### Goal
Please return, word for word, the stretch of the nappy-changing article from "At the primary" through "sign of her.".

═══ Quoted text ═══

Furious primary teacher asks why she must change 6-year-olds' nappies

I’m a furious primary school teacher… why should I change a six-year-old’s nappy just because their middle-class mums are ‘too busy’ to teach them to use the loo?

  • Teachers find nappy-changing time-consuming and wearing, but it’s the norm
  • READ MORE: My daughter was in night nappies when she started going to school and I WON’T apologise for it – no one should criticise working mums for being too busy to potty-train

At the primary school where I work, one harried mum recently forgot to drop off her son’s spare set of clothes and some nappies.

She promised she’d return within the hour, but 90 minutes later there was still no sign of her.

When I called to ask where they were (by this time, the poor boy had whispered to me that he’d wet himself), her response was depressingly, yet predictably, negative: ‘I don’t have time! He’s at school so it’s your problem now.’

But she’s wrong.

Nappy-changing very definitely isn’t in my teaching job description. Particularly because the child in question wasn’t a toddler, but a six-year-old.

Nappy-changing isn’t in a primary teacher’s job description, but it’s become the norm at many schools (stock image)

You may be stunned to hear that a mother would send her son to school without first teaching him how to use the loo. But, sadly, this blasé attitude isn’t a parental one-off. 

In fact, this slapdash approach towards children’s welfare is becoming the norm, especially among many affluent families.

Indeed, it’s so common that in my school in a well-to-do middle-class town in the south of England, where I teach children aged four to six, we have a bank of spare clothes and underwear, along with nappies, wipes and lotions, on the fully equipped changing station (all of which comes out of the school budget).

═══ Records ═══

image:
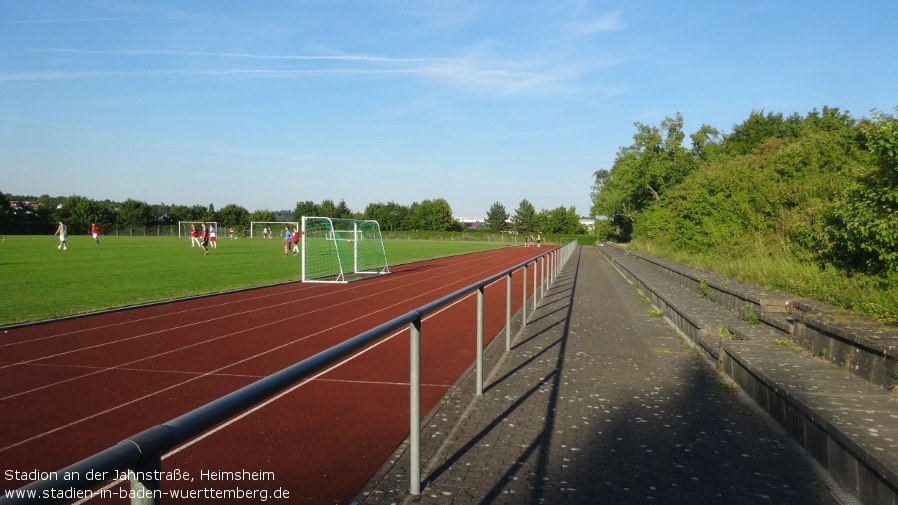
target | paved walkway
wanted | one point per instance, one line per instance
(599, 401)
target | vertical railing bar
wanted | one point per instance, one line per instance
(415, 407)
(524, 304)
(144, 487)
(508, 312)
(480, 340)
(535, 269)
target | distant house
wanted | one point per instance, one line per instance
(470, 223)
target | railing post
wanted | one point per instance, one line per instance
(145, 490)
(508, 312)
(480, 340)
(415, 407)
(524, 305)
(542, 277)
(535, 268)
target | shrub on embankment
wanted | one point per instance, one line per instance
(806, 204)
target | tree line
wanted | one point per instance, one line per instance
(31, 214)
(824, 184)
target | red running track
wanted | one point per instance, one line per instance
(69, 389)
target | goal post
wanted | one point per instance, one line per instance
(184, 227)
(270, 229)
(341, 250)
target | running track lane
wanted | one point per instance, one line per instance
(69, 389)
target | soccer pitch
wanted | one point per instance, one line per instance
(40, 281)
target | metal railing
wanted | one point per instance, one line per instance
(140, 457)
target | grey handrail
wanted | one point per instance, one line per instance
(140, 455)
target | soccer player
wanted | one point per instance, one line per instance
(204, 240)
(295, 241)
(288, 240)
(194, 239)
(62, 232)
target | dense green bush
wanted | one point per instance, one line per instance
(819, 189)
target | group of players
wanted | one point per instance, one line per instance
(63, 232)
(206, 238)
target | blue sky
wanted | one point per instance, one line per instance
(267, 103)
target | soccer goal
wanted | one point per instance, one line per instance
(270, 229)
(184, 227)
(341, 250)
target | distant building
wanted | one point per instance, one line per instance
(470, 223)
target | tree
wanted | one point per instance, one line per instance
(134, 214)
(262, 215)
(80, 211)
(328, 209)
(524, 218)
(342, 211)
(860, 228)
(307, 208)
(497, 218)
(432, 215)
(233, 215)
(391, 216)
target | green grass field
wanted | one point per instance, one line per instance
(40, 282)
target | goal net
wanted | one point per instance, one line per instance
(341, 250)
(184, 228)
(270, 229)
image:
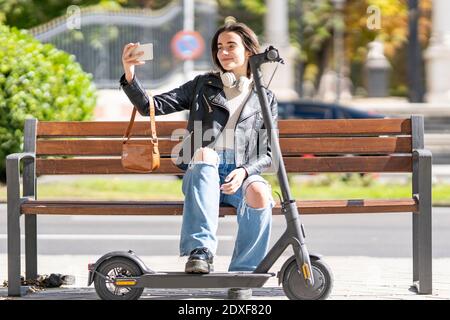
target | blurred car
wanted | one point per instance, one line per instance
(304, 109)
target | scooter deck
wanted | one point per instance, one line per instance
(184, 280)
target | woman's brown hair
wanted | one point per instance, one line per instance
(249, 39)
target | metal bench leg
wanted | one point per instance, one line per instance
(13, 211)
(30, 247)
(422, 226)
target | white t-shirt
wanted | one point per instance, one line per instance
(235, 102)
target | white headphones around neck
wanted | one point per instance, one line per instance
(229, 80)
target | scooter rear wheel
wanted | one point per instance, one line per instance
(112, 269)
(294, 285)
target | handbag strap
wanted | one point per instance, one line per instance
(154, 138)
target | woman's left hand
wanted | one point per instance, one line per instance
(233, 181)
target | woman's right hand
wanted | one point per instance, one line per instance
(129, 60)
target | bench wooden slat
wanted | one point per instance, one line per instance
(289, 146)
(176, 207)
(293, 164)
(166, 128)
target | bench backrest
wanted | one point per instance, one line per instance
(357, 145)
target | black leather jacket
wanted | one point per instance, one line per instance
(205, 99)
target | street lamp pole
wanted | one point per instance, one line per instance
(188, 25)
(338, 43)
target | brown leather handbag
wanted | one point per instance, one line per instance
(141, 155)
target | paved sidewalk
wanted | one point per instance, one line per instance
(355, 278)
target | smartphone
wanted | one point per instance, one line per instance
(148, 51)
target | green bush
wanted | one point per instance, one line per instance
(37, 81)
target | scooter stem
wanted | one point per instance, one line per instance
(289, 206)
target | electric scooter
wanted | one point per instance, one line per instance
(122, 275)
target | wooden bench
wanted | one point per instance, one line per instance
(343, 146)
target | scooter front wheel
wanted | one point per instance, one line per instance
(294, 284)
(112, 269)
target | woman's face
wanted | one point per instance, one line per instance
(231, 52)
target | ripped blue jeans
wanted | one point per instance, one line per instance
(203, 197)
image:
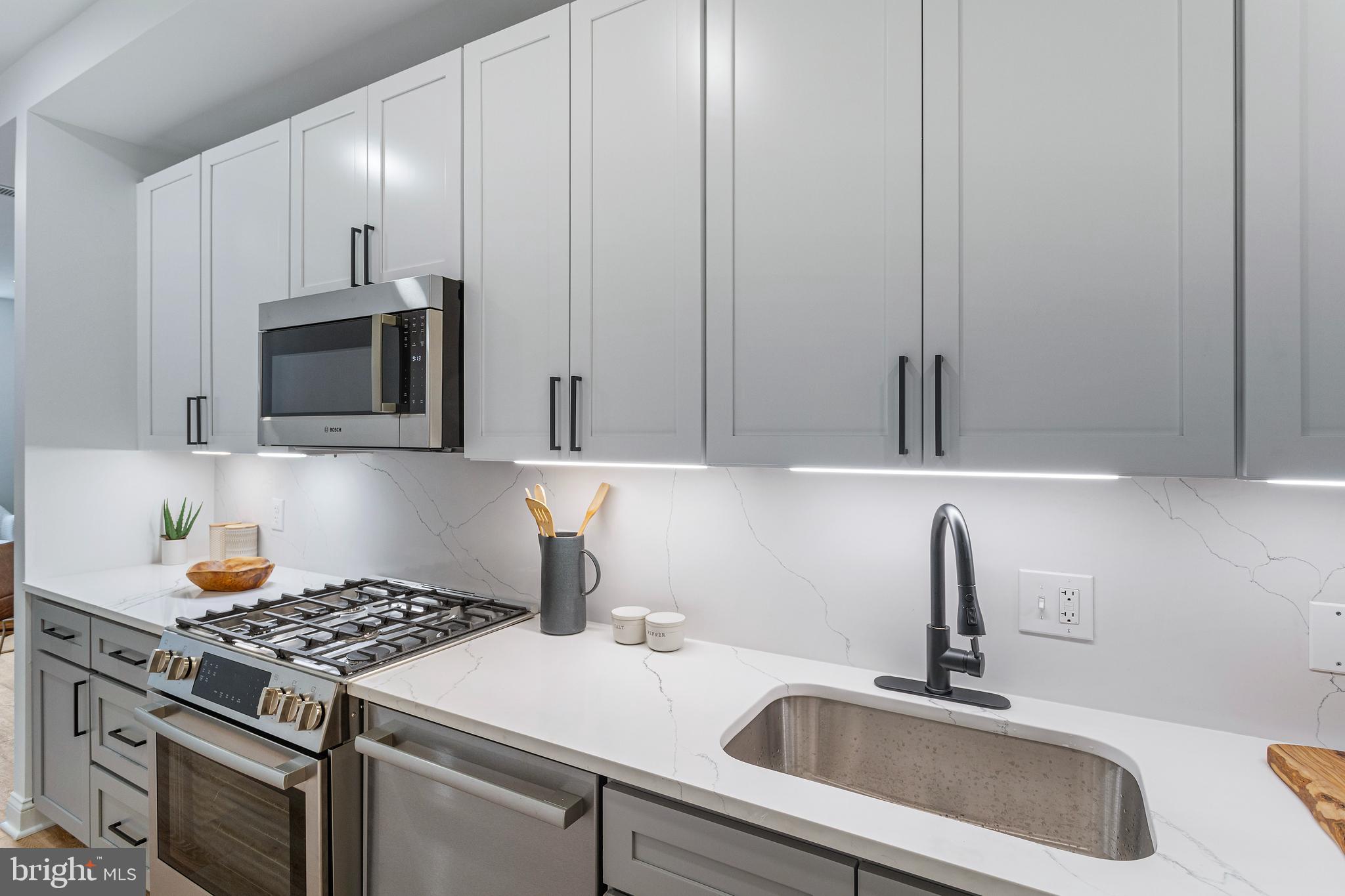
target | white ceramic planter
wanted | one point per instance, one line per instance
(173, 553)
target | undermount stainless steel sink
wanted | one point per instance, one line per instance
(1039, 792)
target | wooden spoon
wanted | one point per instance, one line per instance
(544, 517)
(595, 505)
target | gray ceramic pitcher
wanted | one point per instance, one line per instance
(564, 606)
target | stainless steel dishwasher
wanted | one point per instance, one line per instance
(455, 815)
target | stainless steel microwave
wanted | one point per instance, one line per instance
(368, 367)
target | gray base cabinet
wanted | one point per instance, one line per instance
(61, 743)
(89, 756)
(655, 848)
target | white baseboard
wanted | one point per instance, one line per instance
(22, 819)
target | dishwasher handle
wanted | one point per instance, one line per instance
(553, 806)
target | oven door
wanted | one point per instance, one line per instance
(232, 812)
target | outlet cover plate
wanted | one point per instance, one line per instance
(1040, 603)
(1327, 636)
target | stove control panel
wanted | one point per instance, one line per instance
(273, 699)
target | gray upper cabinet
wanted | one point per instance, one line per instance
(1294, 224)
(517, 240)
(169, 305)
(1079, 255)
(328, 150)
(813, 233)
(245, 261)
(635, 233)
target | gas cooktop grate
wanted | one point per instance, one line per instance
(355, 626)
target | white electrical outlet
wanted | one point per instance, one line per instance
(1327, 636)
(1056, 603)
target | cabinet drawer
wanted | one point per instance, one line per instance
(655, 848)
(121, 653)
(120, 743)
(120, 813)
(876, 880)
(61, 631)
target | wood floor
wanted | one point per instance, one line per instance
(53, 837)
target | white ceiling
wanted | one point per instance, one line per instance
(221, 69)
(26, 23)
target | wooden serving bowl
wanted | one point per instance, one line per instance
(234, 574)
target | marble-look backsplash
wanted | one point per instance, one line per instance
(1201, 585)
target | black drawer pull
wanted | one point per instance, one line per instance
(116, 735)
(115, 828)
(74, 704)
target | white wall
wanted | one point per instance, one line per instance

═══

### Output of the task
At the primary school where I work, one harried mum recently forgot to drop off her son’s spare set of clothes and some nappies.

She promised she’d return within the hour, but 90 minutes later there was still no sign of her.